-------- RECORDS FOR THIS TASK
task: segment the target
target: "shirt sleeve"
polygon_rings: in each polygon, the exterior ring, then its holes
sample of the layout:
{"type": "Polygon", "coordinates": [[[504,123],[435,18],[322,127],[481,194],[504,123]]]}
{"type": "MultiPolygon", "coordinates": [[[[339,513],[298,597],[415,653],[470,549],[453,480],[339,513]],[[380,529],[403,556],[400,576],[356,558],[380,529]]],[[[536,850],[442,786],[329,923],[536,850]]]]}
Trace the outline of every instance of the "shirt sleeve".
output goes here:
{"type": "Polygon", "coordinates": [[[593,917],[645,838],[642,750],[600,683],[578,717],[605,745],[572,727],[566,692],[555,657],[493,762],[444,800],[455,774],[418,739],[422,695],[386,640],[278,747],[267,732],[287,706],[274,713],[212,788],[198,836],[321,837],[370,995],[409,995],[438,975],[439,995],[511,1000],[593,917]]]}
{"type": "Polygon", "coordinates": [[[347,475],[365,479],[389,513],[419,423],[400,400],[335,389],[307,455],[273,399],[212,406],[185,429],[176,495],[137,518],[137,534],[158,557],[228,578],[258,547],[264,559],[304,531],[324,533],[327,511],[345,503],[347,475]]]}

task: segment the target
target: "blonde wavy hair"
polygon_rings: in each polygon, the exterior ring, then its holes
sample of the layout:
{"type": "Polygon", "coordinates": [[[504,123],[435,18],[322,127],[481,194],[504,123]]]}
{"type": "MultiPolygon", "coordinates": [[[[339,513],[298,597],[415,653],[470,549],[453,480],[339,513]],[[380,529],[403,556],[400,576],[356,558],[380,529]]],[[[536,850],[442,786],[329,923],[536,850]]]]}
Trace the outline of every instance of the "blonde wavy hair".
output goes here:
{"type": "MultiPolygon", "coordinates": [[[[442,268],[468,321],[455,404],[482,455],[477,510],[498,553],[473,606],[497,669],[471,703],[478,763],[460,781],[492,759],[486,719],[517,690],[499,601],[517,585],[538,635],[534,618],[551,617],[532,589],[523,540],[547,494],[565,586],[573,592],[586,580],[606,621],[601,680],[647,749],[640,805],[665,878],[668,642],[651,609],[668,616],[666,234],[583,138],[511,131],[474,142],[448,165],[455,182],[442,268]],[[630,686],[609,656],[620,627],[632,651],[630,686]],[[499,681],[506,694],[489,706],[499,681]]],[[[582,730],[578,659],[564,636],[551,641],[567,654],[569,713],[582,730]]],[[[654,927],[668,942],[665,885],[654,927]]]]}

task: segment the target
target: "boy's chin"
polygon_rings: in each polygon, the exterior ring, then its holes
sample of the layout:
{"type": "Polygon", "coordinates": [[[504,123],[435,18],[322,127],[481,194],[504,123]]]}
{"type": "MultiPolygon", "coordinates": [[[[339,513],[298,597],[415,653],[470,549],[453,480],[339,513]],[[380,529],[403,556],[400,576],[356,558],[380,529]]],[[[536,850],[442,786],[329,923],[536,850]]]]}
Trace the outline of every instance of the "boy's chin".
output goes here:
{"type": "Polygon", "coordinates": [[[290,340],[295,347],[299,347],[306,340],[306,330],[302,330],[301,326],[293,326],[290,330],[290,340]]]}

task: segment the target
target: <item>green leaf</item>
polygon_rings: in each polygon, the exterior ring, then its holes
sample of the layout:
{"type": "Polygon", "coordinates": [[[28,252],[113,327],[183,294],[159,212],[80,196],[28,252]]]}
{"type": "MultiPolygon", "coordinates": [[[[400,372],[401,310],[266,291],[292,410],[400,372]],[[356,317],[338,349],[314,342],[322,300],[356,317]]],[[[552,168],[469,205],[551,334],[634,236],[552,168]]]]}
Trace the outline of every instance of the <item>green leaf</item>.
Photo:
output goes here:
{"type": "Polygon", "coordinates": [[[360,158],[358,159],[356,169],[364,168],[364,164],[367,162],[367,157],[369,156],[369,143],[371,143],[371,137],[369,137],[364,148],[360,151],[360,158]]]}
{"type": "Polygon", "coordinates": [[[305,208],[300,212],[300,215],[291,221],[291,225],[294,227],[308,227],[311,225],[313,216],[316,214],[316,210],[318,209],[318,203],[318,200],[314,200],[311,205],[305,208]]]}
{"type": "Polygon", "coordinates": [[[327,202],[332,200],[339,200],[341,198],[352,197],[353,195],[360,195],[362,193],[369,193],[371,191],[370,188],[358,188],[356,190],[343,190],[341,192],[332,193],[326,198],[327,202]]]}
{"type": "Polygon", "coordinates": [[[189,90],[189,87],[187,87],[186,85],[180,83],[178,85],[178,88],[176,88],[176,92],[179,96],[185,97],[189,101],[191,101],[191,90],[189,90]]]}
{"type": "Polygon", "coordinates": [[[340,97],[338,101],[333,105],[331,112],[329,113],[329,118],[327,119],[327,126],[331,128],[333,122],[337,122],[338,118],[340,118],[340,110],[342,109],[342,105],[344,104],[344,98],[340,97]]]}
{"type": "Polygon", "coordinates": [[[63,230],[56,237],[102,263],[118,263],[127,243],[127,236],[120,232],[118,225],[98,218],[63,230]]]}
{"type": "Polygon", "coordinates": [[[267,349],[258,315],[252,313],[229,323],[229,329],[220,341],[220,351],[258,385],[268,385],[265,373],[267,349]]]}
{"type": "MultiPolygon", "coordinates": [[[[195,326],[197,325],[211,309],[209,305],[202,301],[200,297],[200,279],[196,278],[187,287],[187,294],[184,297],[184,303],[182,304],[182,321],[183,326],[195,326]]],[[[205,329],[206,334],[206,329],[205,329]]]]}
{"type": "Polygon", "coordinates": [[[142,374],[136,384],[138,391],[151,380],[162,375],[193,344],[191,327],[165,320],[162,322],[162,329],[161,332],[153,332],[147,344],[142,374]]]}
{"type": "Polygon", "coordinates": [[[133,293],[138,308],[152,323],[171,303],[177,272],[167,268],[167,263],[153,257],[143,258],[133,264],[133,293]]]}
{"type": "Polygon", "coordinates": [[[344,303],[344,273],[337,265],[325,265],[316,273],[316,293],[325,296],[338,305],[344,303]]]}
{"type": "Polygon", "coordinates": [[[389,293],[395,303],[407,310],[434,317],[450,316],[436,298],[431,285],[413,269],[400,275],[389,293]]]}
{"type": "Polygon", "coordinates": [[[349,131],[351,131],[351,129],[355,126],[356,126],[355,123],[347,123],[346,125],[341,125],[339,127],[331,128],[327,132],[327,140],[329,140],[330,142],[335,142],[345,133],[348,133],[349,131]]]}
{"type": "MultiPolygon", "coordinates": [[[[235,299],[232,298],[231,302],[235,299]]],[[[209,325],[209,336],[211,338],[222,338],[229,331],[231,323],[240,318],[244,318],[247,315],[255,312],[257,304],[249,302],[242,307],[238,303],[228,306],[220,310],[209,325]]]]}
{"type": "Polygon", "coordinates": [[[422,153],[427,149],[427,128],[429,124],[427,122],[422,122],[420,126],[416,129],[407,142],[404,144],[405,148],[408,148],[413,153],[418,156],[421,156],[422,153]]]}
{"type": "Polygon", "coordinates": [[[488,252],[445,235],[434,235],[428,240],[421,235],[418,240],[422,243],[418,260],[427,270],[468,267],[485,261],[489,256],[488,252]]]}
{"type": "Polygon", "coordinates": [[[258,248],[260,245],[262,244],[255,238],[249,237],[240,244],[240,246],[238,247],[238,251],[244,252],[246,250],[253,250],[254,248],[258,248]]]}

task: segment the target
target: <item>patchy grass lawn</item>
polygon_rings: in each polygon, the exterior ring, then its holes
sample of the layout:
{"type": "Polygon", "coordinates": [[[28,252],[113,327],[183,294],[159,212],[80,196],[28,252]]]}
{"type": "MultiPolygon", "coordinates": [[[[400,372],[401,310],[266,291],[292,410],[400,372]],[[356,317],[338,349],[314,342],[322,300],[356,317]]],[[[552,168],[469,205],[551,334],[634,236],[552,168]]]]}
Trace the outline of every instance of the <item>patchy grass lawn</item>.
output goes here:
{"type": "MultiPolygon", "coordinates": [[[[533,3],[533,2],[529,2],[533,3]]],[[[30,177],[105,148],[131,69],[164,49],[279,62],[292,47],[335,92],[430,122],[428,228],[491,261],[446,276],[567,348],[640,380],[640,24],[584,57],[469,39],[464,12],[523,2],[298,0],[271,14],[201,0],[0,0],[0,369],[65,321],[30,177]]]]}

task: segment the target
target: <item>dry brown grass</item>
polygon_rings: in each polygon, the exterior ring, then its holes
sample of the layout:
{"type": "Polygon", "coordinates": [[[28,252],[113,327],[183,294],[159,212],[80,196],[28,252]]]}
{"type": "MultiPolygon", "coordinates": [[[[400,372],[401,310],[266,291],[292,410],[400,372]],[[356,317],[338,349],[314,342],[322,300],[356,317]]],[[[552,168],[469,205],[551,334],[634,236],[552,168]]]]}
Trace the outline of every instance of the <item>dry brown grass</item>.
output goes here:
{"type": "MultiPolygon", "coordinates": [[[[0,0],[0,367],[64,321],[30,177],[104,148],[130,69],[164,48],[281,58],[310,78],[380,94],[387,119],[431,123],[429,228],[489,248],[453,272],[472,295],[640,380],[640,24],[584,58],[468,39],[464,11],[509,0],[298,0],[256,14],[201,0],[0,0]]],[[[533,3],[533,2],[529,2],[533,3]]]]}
----------------
**ABOUT THIS EXERCISE**
Lines holding the string "outline" must be copied out of the entries above.

**WORKED SOLUTION**
Trace the outline of every instance of the "shirt sleeve".
Trace the outline of every instance of the "blonde wavy hair".
Trace the outline of every instance of the "boy's chin".
Trace the outline of every instance of the <item>green leaf</item>.
Trace the outline of every instance of the <item>patchy grass lawn</item>.
Trace the outline of every instance of the <item>dry brown grass</item>.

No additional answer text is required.